= Texto de lectura =
⁂
A unas semanas del mundial Brasil 2014, Raúl Mejía me invitó a escribir sobre futbol y literatura en la revista Cámara Húngara. Envié cuatro textos. Uno de ellos fue sobre El Mudo Juárez. Mi intención era escribir un breve homenaje a un jugador odiado y amado a la vez.
Conozco al Mudo desde que yo era un niño. Mi padre, como si se tratara de ir a misa, cada sábado, después de “su” programa de radio Los Clásicos del Rock, lo acompañábamos junto a mi hermano a la presa. Allá, en un llano irregular, duro y terregoso, en el que las porterías eran dos piedras, mi padre jugaba futbol junto a otros amigos, a los que mi madre llamaba marihuanos. El Mudo ya siendo un jugador titular del Morelia, iba de vez en vez a echar la cáscara. Cada quince días lo veíamos en auto nuevo, regalando balones, playeras, boletos, invitando las chelas.
⁂
= Entradas mostradas =
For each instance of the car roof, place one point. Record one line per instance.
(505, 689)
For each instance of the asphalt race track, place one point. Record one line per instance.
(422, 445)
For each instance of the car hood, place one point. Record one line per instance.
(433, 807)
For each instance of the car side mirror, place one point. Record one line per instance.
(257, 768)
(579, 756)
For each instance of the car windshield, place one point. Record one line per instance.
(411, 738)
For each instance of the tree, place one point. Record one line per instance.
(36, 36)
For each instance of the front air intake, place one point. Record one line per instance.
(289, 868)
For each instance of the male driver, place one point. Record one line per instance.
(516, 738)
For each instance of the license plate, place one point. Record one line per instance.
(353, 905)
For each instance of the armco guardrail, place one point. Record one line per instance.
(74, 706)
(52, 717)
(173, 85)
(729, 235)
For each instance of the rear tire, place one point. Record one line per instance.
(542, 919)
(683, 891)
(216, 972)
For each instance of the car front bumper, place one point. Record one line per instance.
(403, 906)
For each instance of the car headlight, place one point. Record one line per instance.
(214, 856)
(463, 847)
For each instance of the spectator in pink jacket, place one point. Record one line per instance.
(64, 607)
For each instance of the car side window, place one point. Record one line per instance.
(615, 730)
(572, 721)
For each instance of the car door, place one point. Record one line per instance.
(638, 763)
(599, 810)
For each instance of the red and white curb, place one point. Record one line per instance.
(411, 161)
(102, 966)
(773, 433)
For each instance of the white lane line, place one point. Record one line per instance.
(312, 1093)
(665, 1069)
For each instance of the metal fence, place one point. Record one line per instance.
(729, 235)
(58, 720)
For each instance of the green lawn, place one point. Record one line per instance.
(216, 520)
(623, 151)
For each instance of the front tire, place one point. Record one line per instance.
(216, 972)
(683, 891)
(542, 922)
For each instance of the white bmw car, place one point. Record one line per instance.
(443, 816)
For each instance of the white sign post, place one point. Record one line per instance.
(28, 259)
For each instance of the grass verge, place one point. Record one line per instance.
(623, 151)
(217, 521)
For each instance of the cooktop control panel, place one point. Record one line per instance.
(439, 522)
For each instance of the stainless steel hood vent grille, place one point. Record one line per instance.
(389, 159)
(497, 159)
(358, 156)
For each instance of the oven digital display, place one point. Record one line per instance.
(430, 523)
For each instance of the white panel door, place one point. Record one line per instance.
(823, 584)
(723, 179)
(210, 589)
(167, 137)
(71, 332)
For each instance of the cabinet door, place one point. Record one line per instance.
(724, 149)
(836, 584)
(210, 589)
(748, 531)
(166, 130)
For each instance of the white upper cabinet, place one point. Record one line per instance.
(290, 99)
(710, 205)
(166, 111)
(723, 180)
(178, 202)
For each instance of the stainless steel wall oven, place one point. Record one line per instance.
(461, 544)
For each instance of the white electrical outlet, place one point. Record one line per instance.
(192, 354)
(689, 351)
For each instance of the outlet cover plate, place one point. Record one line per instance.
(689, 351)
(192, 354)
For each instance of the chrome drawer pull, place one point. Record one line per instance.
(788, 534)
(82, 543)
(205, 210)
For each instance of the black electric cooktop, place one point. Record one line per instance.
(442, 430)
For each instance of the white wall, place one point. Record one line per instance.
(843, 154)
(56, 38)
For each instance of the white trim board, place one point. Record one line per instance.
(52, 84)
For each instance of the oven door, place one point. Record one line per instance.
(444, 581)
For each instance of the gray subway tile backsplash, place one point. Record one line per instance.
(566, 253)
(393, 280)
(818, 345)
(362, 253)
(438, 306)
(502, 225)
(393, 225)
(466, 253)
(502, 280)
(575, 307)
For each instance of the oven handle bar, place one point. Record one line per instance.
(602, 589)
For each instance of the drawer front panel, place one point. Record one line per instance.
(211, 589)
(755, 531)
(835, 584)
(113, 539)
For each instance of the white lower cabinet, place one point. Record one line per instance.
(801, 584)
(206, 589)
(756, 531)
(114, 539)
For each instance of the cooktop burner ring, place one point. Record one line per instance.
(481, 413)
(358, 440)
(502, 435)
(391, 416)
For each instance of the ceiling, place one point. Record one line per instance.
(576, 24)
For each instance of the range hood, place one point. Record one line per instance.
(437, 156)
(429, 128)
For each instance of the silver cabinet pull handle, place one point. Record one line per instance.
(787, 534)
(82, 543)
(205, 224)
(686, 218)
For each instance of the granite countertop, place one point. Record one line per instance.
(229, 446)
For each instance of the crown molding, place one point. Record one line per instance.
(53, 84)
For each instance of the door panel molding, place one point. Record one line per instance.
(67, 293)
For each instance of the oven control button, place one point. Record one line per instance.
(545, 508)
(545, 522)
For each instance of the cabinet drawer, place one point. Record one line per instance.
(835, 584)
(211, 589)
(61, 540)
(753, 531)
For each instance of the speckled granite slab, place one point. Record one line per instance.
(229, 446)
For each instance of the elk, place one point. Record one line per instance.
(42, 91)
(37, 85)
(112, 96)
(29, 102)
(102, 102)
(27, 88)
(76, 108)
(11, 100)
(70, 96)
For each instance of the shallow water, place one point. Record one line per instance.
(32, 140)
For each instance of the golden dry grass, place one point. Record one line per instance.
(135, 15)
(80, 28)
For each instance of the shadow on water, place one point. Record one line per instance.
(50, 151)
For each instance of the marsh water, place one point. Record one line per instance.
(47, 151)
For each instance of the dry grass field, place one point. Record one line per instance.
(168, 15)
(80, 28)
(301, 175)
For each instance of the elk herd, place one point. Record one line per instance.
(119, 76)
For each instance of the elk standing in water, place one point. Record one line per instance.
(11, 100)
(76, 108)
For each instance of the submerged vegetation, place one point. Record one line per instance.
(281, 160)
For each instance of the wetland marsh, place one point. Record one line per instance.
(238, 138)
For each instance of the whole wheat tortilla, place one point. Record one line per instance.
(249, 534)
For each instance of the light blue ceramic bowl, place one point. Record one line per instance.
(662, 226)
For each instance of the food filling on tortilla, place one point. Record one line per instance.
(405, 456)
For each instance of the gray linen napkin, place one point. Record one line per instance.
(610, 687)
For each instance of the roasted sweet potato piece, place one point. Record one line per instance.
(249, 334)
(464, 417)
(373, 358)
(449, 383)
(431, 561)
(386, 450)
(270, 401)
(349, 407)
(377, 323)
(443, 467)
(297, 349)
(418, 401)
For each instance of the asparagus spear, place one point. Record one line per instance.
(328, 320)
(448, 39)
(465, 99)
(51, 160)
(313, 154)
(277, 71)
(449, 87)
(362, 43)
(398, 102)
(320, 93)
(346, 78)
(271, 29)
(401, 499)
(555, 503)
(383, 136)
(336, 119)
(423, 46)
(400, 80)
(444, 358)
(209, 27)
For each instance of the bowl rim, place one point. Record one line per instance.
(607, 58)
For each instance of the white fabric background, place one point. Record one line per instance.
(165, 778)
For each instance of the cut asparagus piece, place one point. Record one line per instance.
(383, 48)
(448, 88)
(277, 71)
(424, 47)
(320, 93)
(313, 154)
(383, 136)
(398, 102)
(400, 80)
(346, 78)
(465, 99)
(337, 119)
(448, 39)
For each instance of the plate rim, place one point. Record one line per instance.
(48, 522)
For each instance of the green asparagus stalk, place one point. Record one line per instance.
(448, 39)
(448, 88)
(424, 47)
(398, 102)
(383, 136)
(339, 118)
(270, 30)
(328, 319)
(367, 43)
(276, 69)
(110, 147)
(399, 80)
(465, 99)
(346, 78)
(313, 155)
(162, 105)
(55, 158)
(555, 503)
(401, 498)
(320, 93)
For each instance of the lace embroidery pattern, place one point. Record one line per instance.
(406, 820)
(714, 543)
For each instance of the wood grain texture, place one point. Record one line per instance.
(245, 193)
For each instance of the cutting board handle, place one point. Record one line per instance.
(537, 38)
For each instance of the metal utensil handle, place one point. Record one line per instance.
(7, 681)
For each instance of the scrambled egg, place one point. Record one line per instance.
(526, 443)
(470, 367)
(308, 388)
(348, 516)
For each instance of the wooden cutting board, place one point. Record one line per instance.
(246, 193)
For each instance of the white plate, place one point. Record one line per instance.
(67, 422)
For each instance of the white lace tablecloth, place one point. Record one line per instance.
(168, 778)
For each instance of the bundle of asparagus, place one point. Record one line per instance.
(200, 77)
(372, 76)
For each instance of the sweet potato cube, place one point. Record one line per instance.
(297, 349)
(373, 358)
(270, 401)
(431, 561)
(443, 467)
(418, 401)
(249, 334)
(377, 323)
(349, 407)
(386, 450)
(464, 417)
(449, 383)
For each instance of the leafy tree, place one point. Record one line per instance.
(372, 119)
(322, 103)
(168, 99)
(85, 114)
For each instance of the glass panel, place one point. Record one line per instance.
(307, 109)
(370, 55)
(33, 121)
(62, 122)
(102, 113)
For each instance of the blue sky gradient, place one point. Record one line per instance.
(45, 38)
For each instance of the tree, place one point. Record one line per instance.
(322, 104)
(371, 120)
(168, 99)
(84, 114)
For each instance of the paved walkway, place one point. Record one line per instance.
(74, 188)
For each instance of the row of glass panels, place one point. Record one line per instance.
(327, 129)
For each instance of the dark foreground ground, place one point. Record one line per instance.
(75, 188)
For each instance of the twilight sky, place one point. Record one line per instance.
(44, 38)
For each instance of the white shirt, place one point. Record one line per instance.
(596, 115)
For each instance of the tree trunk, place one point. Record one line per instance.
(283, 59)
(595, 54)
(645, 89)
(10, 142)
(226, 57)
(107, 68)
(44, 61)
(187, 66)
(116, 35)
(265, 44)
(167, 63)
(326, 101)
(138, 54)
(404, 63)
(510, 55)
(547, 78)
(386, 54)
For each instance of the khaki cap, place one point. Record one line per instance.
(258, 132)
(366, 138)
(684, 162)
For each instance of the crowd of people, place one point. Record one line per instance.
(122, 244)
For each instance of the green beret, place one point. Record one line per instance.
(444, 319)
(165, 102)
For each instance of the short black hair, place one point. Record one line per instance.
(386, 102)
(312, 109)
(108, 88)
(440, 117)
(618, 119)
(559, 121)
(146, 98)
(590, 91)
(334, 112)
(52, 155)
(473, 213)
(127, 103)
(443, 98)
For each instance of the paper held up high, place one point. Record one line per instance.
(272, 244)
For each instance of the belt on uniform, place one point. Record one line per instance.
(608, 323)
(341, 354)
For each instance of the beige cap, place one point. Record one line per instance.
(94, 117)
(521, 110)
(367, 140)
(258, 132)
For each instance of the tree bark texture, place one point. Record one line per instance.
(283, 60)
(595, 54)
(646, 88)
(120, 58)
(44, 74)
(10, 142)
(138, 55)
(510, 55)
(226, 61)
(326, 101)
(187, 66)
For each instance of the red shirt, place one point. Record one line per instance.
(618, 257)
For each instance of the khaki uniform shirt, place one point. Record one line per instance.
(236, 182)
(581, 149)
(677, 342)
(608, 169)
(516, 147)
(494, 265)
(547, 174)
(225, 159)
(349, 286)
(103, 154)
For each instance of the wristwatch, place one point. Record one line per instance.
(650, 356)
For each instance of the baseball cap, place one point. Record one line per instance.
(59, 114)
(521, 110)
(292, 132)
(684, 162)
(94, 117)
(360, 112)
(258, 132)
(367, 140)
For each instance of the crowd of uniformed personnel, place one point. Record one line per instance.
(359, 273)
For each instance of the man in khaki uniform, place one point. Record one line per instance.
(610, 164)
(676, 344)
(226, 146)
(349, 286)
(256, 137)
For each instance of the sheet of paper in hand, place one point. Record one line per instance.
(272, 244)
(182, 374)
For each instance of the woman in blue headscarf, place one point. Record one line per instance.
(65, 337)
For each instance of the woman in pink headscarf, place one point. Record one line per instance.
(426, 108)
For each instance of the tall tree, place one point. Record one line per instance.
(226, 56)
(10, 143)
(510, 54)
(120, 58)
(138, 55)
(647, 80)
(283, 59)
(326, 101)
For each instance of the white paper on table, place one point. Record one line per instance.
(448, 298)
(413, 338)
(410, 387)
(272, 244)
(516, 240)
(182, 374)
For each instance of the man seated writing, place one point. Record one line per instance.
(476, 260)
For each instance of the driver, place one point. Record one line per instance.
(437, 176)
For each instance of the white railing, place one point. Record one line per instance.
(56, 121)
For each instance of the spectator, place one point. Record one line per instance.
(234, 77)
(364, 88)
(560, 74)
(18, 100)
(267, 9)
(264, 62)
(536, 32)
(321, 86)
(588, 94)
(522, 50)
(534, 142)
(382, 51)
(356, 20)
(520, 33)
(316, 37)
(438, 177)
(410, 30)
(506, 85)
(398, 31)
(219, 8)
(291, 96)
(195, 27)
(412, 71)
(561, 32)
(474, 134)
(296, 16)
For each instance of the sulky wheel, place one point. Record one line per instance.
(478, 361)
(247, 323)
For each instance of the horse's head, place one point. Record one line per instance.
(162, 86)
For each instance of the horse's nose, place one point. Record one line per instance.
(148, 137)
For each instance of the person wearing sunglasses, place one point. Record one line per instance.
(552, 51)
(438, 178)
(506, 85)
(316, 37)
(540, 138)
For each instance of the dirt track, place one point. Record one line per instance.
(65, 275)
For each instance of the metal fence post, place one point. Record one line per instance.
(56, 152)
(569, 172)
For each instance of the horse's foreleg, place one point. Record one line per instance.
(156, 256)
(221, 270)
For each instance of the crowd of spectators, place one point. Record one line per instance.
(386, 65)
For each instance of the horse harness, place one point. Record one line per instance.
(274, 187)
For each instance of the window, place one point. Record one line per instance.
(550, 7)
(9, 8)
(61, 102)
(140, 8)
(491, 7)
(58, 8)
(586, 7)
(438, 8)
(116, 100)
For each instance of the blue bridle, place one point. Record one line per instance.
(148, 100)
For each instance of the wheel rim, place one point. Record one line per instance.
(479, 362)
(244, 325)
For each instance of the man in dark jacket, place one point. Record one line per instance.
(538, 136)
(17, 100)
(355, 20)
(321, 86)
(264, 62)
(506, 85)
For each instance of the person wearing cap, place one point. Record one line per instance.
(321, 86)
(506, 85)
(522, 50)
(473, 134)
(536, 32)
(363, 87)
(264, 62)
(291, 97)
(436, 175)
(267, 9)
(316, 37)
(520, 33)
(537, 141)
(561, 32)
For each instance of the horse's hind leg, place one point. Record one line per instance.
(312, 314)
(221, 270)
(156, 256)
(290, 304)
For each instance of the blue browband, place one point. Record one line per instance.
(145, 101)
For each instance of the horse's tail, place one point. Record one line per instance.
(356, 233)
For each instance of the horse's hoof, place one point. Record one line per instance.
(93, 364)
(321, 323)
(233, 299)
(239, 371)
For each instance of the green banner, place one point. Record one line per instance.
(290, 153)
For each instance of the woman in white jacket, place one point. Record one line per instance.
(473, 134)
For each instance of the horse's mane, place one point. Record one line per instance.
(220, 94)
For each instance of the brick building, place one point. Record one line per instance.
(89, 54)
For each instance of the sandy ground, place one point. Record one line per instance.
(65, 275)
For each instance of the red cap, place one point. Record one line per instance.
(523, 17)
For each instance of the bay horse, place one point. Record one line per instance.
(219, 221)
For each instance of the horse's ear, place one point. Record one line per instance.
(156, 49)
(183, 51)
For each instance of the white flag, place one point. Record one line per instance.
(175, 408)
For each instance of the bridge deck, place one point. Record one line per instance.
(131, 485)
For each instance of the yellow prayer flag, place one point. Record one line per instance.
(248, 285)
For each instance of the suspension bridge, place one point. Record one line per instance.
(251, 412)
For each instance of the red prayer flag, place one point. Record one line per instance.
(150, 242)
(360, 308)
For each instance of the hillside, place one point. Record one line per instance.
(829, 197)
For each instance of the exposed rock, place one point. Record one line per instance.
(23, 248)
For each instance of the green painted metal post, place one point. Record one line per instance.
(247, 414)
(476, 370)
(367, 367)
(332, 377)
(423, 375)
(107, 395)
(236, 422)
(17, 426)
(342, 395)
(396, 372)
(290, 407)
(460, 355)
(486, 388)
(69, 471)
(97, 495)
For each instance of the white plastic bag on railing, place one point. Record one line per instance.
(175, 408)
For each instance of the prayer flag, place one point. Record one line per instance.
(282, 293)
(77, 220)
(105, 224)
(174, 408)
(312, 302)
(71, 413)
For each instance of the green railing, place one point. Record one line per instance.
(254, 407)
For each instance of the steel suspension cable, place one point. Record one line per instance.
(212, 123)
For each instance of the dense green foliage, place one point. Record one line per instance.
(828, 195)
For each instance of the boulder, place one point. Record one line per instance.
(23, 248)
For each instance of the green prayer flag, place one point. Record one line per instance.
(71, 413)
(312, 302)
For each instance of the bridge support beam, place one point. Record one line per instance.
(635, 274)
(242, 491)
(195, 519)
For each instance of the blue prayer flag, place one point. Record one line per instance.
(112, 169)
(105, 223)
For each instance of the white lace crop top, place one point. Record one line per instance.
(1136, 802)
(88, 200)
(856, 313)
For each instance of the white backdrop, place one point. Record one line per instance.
⁂
= Instrucciones =
a) Devuelve sin cambios el fragmento del texto sobre El Mudo Juárez que empieza en "A unas semanas" y termina en "invitando las chelas.".
b) Responde estas preguntas según el texto sobre El Mudo Juárez:
(i) ¿En qué revista invitaron a escribir sobre futbol y literatura?
(ii) ¿Qué hacía de porterías en el llano de la presa?
(iii) ¿De qué equipo era jugador titular el Mudo?

= Respuestas completas =
a)
A unas semanas del mundial Brasil 2014, Raúl Mejía me invitó a escribir sobre futbol y literatura en la revista Cámara Húngara. Envié cuatro textos. Uno de ellos fue sobre El Mudo Juárez. Mi intención era escribir un breve homenaje a un jugador odiado y amado a la vez.
Conozco al Mudo desde que yo era un niño. Mi padre, como si se tratara de ir a misa, cada sábado, después de “su” programa de radio Los Clásicos del Rock, lo acompañábamos junto a mi hermano a la presa. Allá, en un llano irregular, duro y terregoso, en el que las porterías eran dos piedras, mi padre jugaba futbol junto a otros amigos, a los que mi madre llamaba marihuanos. El Mudo ya siendo un jugador titular del Morelia, iba de vez en vez a echar la cáscara. Cada quince días lo veíamos en auto nuevo, regalando balones, playeras, boletos, invitando las chelas.

b)
(i) En la revista Cámara Húngara.
(ii) Dos piedras.
(iii) Del Morelia.